_PAGE TEXT_
- Film poster
- Traditional Chinese: 異度空間
- Simplified Chinese: 异度空间
- Hanyu Pinyin: Yì Dù Kōng Jiān
- Jyutping: Ji6 Dou6 Hung1 Gaan1
- Directed by: Law Chi-leung
- Written by: Derek Yee Law Chi-leung Yeung Sin-ling
- Produced by: Derek Yee
- Starring: Leslie Cheung Karena Lam Maggie Poon Waise Lee Valerie Chow Norman Chui Samuel Lam
- Cinematography: Keung Kwok-man
- Edited by: Kwong Chi-leung
- Music by: Peter Kam
- Production company: Filmko Pictures
- Distributed by: Golden Harvest Clyde Films Inc.
- Release date: 28 March 2002;
- Running time: 100 minutes
- Country: Hong Kong SAR
- Language: Chinese
- Box office: HK$3,246,314

= Inner Senses =

2002 Hong Kong film by Law Chi-leung

Inner Senses is a 2002 Hong Kong psychological horror film directed by Law Chi-leung and starring Leslie Cheung and Karena Lam. The film explores themes of hallucination, clinical depression, psychological trauma and suicide. It was also the last film Cheung acted in before his death in April 2003.

==Summary==
Psychiatrist Dr. Jim Law tries to treat his patient, Cheung Yan, a woman who believes that she sees ghosts. Law does not believe in the supernatural and thinks that she is repressing her past. Law reads Yan's diaries to better understand her psyche and learns that her parents are divorced and do not care for her. Yan's condition improves gradually and they develop a romantic relationship at the same time.

However, Law feels that he cannot become too close to Yan because she is his patient and tries to convey the message to her indirectly. Yan understands his words and feels hurt, as she thinks that he is dumping her in the same way as her ex-boyfriend did. She starts having hallucinations again and sees the spirits of her landlord's deceased wife and son, after which she attempts suicide by overdosing on antidepressants and slitting her wrist, but survives. Law travels to Yan's apartment later and hears strange noises in the bathroom and thinks that her neighbour upstairs is responsible. Once, Law sees a female ghost while looking out of his window, and sees her again on another two occasions while driving and swimming. He starts taking antidepressants as well and tries to electrocute himself, but is rescued in time and recovers.

Law eventually helps Yan recover from her mental illness by reuniting her with her parents. Following that, he starts dating Yan as she is no longer his patient. While in a restaurant one day, Law is attacked by a woman, whom he remembers to be the mother of the ghost he saw. He starts having nightmares and begins sleepwalking, behaving erratically and reacting violently when Yan and his colleagues ask him. The ghost that Law sees is actually Siu-yu, his ex-girlfriend in high school, who committed suicide after Law broke up with her. Law has visions of Siu-yu following him wherever he goes and flees in horror until he finally reaches the top of a building. He is confronted by Siu-yu's ghost, who wants to force him to jump off. Law shows remorse for causing Siu-yu's death and the ghost disappears. After that, he sees Yan walking towards him and embraces her, and the film ends with both of them sitting together on the top of the building.

_PROBLEMS TO SOLVE_
1. Translate this sentence from the Inner Senses article into Spanish: "Law does not believe in the supernatural and thinks that she is repressing her past."
2. Answer these from the Inner Senses article:
(a) Who wrote the music for the film?
(b) In what month and year did Leslie Cheung die?
(c) Who is Siu-yu to Law?
3. Please write what comes next in the Inner Senses article, picking up after its last sentence.
Nothing in the records is needed here.

_STUDY MATERIAL_
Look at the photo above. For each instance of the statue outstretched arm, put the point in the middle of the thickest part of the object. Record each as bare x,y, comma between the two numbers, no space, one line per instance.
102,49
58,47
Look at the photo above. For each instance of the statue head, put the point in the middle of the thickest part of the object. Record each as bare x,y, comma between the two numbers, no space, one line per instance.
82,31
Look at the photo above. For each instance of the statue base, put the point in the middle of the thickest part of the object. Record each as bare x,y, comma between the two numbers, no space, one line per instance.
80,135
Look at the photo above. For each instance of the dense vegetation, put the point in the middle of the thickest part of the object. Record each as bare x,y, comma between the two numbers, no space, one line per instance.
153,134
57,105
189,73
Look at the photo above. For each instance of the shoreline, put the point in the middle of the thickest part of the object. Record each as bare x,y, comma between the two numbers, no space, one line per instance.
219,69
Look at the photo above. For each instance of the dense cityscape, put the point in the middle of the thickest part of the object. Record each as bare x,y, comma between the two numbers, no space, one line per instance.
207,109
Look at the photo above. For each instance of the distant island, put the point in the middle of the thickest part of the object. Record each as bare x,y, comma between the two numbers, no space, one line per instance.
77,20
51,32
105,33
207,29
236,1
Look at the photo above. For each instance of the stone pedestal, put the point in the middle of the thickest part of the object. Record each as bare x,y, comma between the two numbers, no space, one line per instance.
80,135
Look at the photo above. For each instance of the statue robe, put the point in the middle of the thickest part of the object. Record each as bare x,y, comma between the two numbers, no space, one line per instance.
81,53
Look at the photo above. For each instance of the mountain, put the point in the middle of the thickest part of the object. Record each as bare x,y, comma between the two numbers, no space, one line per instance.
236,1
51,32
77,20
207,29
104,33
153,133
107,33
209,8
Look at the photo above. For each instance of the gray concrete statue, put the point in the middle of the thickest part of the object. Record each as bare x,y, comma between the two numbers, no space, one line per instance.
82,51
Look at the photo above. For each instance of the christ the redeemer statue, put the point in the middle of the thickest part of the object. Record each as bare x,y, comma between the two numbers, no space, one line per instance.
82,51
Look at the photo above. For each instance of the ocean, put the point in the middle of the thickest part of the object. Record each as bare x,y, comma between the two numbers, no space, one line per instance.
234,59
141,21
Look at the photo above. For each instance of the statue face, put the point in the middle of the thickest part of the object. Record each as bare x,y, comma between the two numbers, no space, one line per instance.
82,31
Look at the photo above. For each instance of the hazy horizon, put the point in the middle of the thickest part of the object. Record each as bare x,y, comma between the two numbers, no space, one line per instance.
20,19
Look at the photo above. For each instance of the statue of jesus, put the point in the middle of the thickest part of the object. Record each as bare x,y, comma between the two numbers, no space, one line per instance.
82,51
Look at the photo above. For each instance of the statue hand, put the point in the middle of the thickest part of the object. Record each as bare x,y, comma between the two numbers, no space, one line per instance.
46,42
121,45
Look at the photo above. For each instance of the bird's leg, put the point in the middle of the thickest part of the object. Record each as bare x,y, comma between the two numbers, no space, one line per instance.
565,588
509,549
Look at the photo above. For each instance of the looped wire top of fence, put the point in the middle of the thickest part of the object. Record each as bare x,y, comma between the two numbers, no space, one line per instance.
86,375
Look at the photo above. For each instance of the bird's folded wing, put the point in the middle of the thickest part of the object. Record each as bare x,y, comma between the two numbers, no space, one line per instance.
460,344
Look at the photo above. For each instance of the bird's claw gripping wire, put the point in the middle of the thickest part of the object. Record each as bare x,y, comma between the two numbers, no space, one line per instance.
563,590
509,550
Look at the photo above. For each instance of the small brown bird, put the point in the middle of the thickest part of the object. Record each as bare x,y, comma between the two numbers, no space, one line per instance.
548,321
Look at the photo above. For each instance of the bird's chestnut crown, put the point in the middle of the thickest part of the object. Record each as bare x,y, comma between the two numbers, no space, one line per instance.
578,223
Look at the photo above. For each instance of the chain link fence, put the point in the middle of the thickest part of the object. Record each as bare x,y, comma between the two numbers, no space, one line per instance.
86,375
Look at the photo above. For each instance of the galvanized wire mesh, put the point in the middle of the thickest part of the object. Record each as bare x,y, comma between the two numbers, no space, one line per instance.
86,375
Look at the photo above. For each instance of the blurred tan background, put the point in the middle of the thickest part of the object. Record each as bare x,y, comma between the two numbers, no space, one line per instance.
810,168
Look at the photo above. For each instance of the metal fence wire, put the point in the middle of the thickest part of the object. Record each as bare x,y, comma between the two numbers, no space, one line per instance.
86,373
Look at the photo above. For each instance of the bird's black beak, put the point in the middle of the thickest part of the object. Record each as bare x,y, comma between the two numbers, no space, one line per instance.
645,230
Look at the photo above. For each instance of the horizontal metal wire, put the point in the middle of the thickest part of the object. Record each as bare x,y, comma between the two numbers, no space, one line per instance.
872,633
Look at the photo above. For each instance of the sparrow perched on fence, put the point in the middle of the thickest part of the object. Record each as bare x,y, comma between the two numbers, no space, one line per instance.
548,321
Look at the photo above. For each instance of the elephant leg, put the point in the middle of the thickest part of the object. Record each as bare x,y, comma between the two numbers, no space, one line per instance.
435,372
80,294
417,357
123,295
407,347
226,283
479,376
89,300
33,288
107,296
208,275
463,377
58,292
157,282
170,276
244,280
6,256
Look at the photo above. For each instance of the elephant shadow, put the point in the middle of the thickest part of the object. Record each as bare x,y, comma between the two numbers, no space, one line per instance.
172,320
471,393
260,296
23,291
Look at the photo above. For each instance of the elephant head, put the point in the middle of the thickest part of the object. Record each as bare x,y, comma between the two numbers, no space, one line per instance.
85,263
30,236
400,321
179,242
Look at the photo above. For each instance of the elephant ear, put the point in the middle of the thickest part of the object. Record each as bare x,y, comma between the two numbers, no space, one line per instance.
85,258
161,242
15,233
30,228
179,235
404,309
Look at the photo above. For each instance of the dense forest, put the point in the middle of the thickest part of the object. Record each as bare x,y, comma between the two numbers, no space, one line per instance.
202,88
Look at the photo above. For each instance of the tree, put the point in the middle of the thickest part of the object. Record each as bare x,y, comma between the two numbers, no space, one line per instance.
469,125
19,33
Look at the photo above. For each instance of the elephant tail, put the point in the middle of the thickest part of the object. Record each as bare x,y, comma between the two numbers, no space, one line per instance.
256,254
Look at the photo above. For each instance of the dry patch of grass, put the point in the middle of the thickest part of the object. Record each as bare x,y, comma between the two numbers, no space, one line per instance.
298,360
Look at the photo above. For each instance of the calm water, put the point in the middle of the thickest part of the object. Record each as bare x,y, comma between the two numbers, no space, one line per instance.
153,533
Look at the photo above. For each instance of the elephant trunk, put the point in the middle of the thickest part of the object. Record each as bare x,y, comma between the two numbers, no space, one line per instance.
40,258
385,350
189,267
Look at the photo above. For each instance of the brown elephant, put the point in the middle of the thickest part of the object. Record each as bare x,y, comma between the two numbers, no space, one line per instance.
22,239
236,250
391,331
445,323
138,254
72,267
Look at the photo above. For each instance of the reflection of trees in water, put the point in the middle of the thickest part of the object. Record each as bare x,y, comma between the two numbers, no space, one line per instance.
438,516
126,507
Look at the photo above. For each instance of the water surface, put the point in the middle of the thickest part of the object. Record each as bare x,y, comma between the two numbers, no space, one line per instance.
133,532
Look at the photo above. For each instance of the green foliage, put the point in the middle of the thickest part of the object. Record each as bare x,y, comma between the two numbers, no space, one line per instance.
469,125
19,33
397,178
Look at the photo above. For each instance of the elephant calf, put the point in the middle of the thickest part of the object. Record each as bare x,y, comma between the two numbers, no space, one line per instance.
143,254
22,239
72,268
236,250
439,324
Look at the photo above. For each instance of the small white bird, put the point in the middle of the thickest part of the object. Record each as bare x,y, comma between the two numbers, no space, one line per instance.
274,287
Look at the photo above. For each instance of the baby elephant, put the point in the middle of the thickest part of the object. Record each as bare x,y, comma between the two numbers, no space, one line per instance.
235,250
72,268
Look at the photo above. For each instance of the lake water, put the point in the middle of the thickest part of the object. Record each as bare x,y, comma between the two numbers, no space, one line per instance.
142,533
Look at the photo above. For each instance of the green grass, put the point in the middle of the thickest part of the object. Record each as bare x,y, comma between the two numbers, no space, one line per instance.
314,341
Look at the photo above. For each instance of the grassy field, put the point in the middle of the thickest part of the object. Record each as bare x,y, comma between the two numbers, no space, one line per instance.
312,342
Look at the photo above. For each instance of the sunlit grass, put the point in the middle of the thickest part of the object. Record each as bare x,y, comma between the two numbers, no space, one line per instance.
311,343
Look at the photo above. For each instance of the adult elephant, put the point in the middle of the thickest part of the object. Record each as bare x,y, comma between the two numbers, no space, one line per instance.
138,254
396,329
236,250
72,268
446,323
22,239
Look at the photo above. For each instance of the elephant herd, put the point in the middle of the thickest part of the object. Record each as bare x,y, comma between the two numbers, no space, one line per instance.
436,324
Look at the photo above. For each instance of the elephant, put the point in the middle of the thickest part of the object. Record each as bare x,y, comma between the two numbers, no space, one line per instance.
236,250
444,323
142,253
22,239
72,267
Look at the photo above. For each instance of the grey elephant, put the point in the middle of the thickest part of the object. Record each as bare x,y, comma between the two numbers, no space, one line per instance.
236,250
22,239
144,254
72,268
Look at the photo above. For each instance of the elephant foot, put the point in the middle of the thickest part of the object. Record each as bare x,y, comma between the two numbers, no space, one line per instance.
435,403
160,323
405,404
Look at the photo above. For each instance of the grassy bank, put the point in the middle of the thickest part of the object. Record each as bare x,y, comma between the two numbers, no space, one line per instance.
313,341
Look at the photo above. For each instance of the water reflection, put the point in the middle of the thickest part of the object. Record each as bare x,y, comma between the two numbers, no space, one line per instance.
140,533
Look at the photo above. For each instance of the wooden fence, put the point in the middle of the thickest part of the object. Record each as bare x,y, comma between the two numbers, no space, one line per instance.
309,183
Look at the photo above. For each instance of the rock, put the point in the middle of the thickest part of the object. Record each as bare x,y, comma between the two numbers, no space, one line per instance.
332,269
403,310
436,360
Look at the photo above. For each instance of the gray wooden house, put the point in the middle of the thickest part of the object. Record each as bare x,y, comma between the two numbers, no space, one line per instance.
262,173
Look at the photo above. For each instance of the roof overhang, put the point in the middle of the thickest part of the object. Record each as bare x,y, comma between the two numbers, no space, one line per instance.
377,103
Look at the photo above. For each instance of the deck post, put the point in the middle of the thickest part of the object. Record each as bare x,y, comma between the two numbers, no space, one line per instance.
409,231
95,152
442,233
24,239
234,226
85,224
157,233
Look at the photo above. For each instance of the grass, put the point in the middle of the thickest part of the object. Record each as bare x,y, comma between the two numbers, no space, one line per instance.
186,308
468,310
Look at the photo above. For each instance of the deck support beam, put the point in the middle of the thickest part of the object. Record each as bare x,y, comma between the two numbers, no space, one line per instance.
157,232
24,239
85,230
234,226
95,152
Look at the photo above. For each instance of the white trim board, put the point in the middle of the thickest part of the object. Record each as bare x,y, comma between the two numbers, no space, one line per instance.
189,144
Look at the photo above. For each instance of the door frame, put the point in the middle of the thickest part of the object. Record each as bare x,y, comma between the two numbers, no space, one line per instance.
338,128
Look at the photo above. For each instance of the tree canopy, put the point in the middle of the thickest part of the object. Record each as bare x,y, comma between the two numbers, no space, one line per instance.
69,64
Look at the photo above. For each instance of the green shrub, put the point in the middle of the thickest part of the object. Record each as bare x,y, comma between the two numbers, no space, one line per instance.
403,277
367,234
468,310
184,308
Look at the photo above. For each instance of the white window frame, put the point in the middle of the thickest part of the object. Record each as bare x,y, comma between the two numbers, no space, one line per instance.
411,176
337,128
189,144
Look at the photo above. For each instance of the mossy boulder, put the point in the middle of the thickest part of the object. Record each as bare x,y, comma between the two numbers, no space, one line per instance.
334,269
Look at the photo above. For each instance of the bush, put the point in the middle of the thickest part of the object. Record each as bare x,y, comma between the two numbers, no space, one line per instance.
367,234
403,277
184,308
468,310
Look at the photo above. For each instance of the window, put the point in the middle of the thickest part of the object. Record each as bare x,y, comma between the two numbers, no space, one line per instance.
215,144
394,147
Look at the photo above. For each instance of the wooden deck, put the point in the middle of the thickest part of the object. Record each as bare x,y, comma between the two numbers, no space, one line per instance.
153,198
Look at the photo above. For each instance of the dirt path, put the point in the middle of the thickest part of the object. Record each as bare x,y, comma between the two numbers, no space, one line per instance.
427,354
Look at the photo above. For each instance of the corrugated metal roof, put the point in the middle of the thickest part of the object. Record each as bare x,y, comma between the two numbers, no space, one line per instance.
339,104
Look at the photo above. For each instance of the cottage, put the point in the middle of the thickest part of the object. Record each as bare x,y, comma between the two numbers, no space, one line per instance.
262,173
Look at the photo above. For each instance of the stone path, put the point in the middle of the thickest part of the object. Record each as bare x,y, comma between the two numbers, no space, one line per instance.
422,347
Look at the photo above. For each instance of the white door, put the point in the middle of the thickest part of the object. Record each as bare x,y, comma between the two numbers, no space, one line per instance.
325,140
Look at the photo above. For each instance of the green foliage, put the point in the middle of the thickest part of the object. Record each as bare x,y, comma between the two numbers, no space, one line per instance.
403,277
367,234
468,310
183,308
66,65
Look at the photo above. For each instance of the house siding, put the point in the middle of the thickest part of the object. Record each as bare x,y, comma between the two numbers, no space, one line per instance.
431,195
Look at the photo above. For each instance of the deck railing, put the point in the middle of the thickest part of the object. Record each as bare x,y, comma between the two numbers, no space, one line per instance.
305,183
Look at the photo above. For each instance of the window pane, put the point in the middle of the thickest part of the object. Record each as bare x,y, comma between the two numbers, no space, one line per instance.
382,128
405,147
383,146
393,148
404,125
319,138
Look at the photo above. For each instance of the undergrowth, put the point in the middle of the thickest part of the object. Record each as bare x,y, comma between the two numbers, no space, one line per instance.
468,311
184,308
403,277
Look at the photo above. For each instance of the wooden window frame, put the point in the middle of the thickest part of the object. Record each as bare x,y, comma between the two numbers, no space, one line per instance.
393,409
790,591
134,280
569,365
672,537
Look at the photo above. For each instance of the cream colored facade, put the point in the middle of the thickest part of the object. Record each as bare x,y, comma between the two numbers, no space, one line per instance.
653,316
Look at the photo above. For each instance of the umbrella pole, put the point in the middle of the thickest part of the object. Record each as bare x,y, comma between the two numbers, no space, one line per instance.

_ANSWERS TO THE TASKS_
1. Law no cree en lo sobrenatural y piensa que ella está reprimiendo su pasado.

2.
(a) Peter Kam
(b) April 2003
(c) His ex-girlfriend in high school

3.
==Cast==

- Leslie Cheung as Jim Law
  - Hugo Chim as young Jim Law
- Karena Lam as Cheung Yan
- Waise Lee as Wilson Chan
- Valerie Chow as Mrs Chan
- Norman Chui as Mr Chu
- Maggie Poon as Cheung Siu-yu
- Samuel Lam as Professor Fong
- Leung Tin as Hospital director
- So Hang-suen as Siu-yu's mother
- Wong Shu-tong as Siu-yu's father
- Lee Pui-shing as Mike
- Courtney Wu as Swimming pool custodian
- Olivia Wong as Jim's assistant
- Liu Hongdou as Yan's mother
- Sun Liwen as Yan's father
- Jova Yuen as Jim's friend
- Tony Wong as Bathroom ghost
- Ho Pui-san as Mike's girlfriend
- Stefan Kratz as Foreign student
- Helda Chan as Jim's classmate
- Wat Wai-kwok as Head nurse
- Josephine Choi as Jim's maid
- Lai Pui-yin as Chu's wife
- Lee Ting-fung as Chu's son
- Stanley Wong as Man living upstairs
- Zerisawa as Pool security

==Release==
Inner Senses was released in Hong Kong on 28 March 2002. In the Philippines, the film was released on 24 September 2003, with the marketing exploiting the death of Leslie Cheung by stating it occurred under the same circumstances as what happened to his character Jim Law.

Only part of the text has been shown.